While the Harrier deployment could have provided aircraft slightly closer in to the mainland for operations, the cost savings in fuel would probably have been negated by the need to provide extra fuel for the carrier and her escorts as they operated in the region. In reality such costs would probably work out the same as just flying a mission from a land airbase. When one considers that many of the aircraft used on the campaign were taking on multiple mission profiles in one sortie, such as bombing, shows of force, enforcement of the no fly zone etc, there was a reliance on tanker aircraft to keep the air campaign flowing. The Harrier would have needed the same tanking profile, no matter where it took off from, particularly if it was running operations across Libya, as was the Typhoon and Tornado fleets. So, in reality the location of the aircraft for day to day basing was not hugely relevant; wherever the mission was based, there would be a lot of fuel expenditure occurred.
It is also worth noting that the UK would have probably had to fly proportionately more missions to cover for the reduced capability and effectiveness of the Harrier, compared to the GR4 and its Brimstone load. In modern operations targeting is essential – you cannot just ‘drop a bomb’ and accept that to achieve the mission you will kill civilians. Brimstone provided commanders with a level of accuracy that helped achieve hits on the right target at the right time. There is no guarantee that Harrier could have done the same, meaning more missions and possibly more civilian dead in order to try and defeat some sites.
So, while Harrier provided a useful capability, it is hard to imagine that had it been retained ahead of Tornado then the UK would have found conducting OP ELLAMY any easier. Similar levels of manpower would have been needed, and there would still have been a requirement for shore support for the RFA.  Given the weapon systems deployed, the missions flown and the support requirements, this authors view is that Tornado represented a better value, more capable platform for ELLAMY.
How much future capability was lost?
The assumption prior to SDSR was that the Harrier would have flown until about 2015 on the Invincible class (most likely ARK ROYAL), and then withdrawn from service in 2016-2018 timeframe. Realistically then, one must assume that from 2010 until 2015, ARK ROYAL would have been able to conduct two, possibly three major deployments, plus a maintenance period and work ups through FOST. At the same time, after 2012, she would have been the sole UK carrier in service, with HMS OCEAN undergoing a major refit.
With a very small Harrier fleet available, and a small number of pilots in the system (with others beginning to transition onto the JSF pipeline), then at best the UK has lost the opportunity for two or three planned seagoing deployments, which may have embarked 4-6 Harriers. With OCEAN in refit, it is likely that ARK ROYAL may well have been rerolled into a helicopter carrier anyway, in order to keep the amphibious force supported and allowing the UK to train to deploy amphibious capability ashore.

—————

__Prompt__
In the text on the Harrier and Tornado in OP ELLAMY, what weapon carried by the GR4 gave commanders the accuracy to hit the right target at the right time?

[Data records]
—————

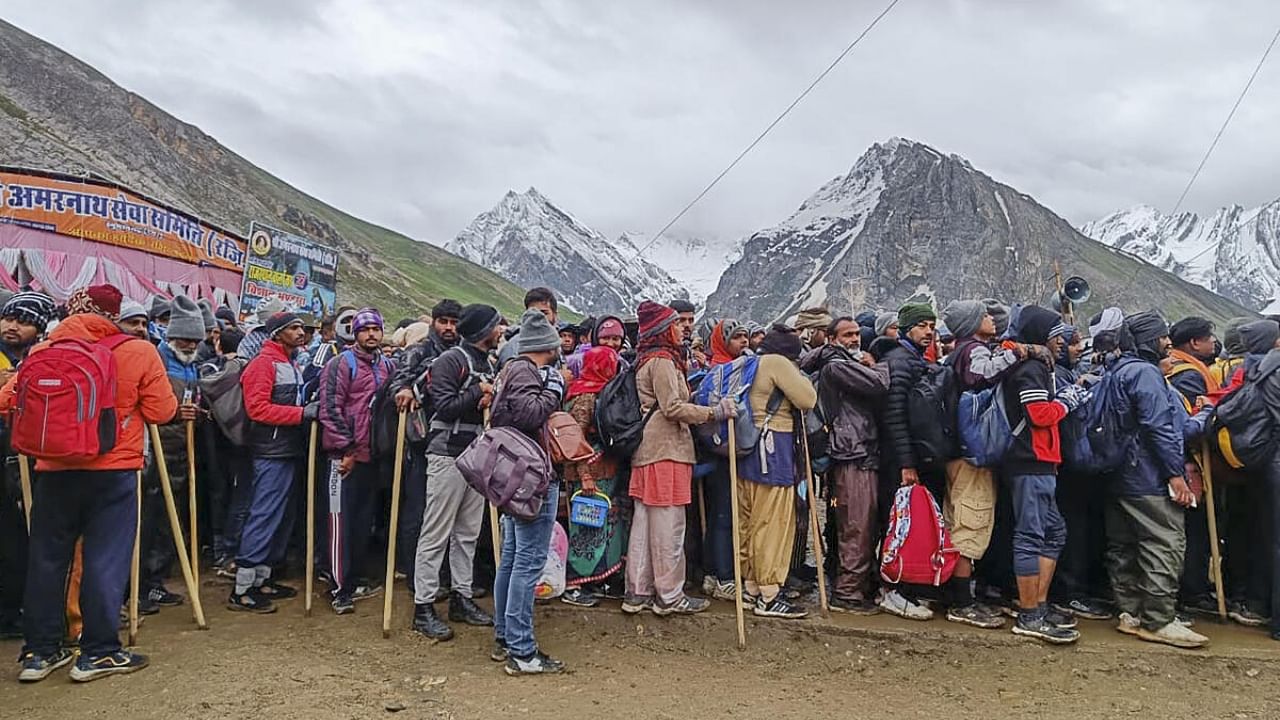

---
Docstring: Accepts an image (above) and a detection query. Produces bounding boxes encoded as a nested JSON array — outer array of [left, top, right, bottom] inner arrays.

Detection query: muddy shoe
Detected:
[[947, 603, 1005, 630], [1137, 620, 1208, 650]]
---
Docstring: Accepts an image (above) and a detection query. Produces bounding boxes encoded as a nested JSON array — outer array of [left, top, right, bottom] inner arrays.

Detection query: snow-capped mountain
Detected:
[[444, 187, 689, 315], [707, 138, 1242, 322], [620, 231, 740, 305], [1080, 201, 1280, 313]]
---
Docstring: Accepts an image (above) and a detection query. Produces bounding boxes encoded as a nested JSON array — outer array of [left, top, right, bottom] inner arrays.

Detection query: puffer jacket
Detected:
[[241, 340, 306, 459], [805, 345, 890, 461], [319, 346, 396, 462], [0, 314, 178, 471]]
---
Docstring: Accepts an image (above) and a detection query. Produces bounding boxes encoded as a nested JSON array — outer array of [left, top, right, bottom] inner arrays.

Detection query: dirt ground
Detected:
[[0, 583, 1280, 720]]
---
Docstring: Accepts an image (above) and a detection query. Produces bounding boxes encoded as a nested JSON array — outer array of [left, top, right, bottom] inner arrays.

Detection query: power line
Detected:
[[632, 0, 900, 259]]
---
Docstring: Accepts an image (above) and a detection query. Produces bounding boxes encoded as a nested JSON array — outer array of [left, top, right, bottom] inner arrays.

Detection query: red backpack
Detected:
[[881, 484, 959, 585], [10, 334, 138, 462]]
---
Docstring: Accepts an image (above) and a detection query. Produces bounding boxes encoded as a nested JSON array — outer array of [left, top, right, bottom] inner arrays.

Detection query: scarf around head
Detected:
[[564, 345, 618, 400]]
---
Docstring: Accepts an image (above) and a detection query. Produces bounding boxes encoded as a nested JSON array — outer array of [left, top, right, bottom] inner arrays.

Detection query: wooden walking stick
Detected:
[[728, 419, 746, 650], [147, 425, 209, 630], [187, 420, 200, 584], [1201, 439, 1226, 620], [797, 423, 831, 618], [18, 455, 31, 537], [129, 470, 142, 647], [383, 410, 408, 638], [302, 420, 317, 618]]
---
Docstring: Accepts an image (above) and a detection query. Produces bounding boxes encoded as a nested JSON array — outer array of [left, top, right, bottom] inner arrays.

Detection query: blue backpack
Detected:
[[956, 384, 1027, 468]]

—————

__Result below__
Brimstone.